Saved entries
--- START ---
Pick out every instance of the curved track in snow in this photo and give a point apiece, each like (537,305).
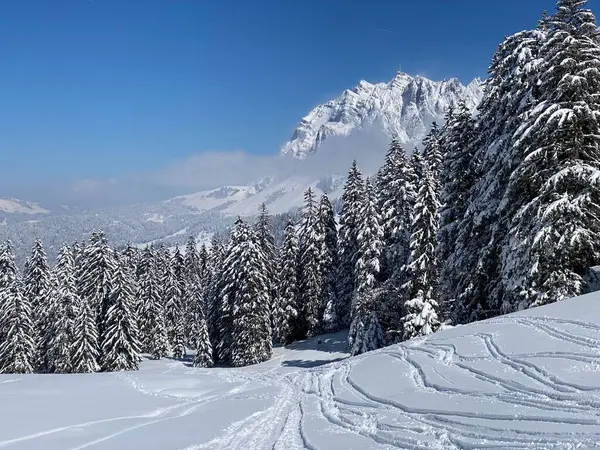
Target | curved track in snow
(530,380)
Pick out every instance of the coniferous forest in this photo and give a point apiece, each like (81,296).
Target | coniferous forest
(498,210)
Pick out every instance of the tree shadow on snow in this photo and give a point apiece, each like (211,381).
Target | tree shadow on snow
(307,364)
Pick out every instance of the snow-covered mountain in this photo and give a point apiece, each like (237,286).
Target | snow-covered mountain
(361,119)
(526,380)
(16,206)
(405,107)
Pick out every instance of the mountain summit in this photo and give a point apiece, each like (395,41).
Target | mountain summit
(404,107)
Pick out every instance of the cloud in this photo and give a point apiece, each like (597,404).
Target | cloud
(212,169)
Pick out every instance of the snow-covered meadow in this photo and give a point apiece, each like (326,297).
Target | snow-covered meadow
(527,380)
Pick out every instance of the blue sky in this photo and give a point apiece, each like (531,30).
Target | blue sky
(100,89)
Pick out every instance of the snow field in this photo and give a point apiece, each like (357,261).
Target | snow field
(527,380)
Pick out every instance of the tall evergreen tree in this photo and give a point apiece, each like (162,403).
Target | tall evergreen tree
(59,332)
(85,345)
(96,268)
(17,346)
(556,185)
(395,185)
(251,331)
(204,351)
(395,196)
(288,327)
(422,306)
(352,199)
(432,152)
(264,233)
(365,332)
(329,265)
(244,327)
(510,91)
(38,290)
(458,177)
(120,339)
(175,297)
(310,270)
(152,320)
(193,291)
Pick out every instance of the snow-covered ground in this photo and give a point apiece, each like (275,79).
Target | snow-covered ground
(529,380)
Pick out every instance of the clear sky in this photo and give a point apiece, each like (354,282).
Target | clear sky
(97,89)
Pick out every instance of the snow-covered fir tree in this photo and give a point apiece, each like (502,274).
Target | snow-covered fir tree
(204,351)
(94,274)
(193,292)
(310,271)
(288,326)
(395,196)
(85,343)
(245,329)
(226,287)
(329,265)
(153,330)
(175,299)
(264,233)
(422,271)
(120,338)
(556,183)
(38,290)
(17,346)
(509,93)
(352,200)
(365,331)
(457,179)
(213,300)
(59,332)
(432,151)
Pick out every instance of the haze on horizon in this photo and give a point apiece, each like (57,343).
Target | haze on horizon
(108,102)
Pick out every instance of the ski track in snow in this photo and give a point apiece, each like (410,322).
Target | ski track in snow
(495,386)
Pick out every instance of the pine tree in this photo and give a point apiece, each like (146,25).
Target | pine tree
(204,351)
(216,260)
(175,296)
(85,343)
(352,199)
(556,185)
(264,234)
(59,332)
(17,346)
(365,331)
(193,292)
(152,320)
(94,275)
(120,339)
(422,270)
(329,265)
(395,195)
(310,270)
(289,327)
(38,290)
(8,275)
(251,331)
(509,93)
(458,178)
(432,152)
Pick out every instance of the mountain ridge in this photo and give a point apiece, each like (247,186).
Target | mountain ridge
(406,106)
(364,120)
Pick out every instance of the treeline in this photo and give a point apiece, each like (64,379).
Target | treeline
(496,212)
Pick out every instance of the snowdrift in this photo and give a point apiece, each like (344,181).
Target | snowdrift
(527,380)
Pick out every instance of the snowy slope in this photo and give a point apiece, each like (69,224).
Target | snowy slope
(16,206)
(278,196)
(528,380)
(405,107)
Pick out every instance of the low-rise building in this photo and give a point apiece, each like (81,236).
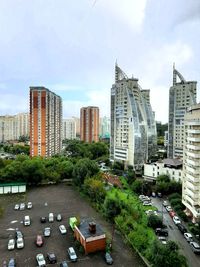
--- END ---
■ REQUIRED WORK: With no pictures included, write out the entries exactly.

■ FINISHED EXERCISE:
Pick out every instance of the curved track in snow in this photo and give a point apiece, each like (537,305).
Target | curved track in snow
(530,380)
Pick out every instance of the coniferous forest in this photo and give a point apiece, each like (81,296).
Target | coniferous forest
(498,210)
Pick out every instance of the tree shadow on snow in this photo and give a point apiece, each like (211,381).
Target | tree shadow on snow
(307,364)
Pick out every instance of the snow-covered mountain in this photo and give a point apiece, each like (237,286).
Target | snow-covered mountain
(361,119)
(526,380)
(16,206)
(405,107)
Pick out every instance of the mountain summit in this photo and give a point apiece, each like (395,41).
Target | mountain summit
(404,107)
Pick out every instance of the cloud in this photo and give a point apiece, each like (597,404).
Target | cloud
(212,169)
Pick out every instance of the snow-covered meadow in this photo and give a point apiece, each like (326,297).
Target | snow-covered meadow
(527,380)
Pick out every instance of the blue sky in this photo and give a point apiece, each like (531,30).
Target | blue sky
(100,89)
Pick out every instance of the snow field in this photo and give a point apiece, each like (357,261).
Target | snow field
(527,380)
Pick out every instance of the tall evergreen tree in this photo and give a point apiece, each like (162,403).
Target | tall evergreen tree
(59,332)
(85,345)
(96,268)
(17,346)
(556,185)
(395,185)
(251,331)
(204,351)
(395,196)
(288,327)
(422,306)
(352,199)
(432,152)
(264,233)
(365,332)
(329,265)
(244,327)
(510,91)
(38,290)
(458,177)
(120,339)
(175,297)
(310,270)
(152,320)
(193,291)
Pick out every instance of the snow-covered ground in this photo and give a point apiece, each like (275,79).
Target | snow-covered ground
(529,380)
Pick out every instance of the clear sky in this photo and give a point apiece, each like (354,282).
Target | clear sky
(97,89)
Pick out every instance of the snow-covered fir tree in this photo and give a point apiece, each like (502,274).
Target | snow-covered fir tree
(204,351)
(94,274)
(193,292)
(310,271)
(288,326)
(395,196)
(85,343)
(245,329)
(226,287)
(329,265)
(153,330)
(175,299)
(264,233)
(422,271)
(120,338)
(556,183)
(38,290)
(17,346)
(509,93)
(352,200)
(365,331)
(457,179)
(213,300)
(59,332)
(432,151)
Pick out every instance of the haze on horizon in this photo and give a point apiece, each like (57,343).
Target | haze on horizon
(108,102)
Pick out every instance of the ski track in snow in this photo and give a point apiece, each like (410,322).
Target | ski track in snow
(495,386)
Pick out every instance of the pine tree in this photo and give a point apiece, each like (146,25).
Target | pine tree
(204,351)
(216,260)
(175,296)
(85,343)
(352,199)
(556,185)
(264,234)
(59,332)
(17,346)
(365,331)
(193,292)
(152,320)
(94,275)
(120,339)
(422,270)
(329,265)
(395,195)
(310,270)
(289,327)
(38,290)
(8,275)
(251,331)
(509,93)
(458,178)
(432,152)
Pick out every instance of the mountain ridge in this photo and give a point apiece, each like (247,186).
Target | mountain ridge
(406,106)
(364,120)
Pick out every instance of the treeline in this photo and give a point apiece, each like (64,379).
Target | treeline
(496,212)
Pick out every instance of the snowdrift in this photo and give a point apiece, each like (344,181).
Target | snowdrift
(527,380)
Pick out every instance of the snowy slope in this photo and give a point apiece, each like (69,224).
Target | snowy slope
(16,206)
(278,196)
(528,380)
(405,107)
Pick out every instance of the low-rise building in this photo and give a point apiece, each like (81,236).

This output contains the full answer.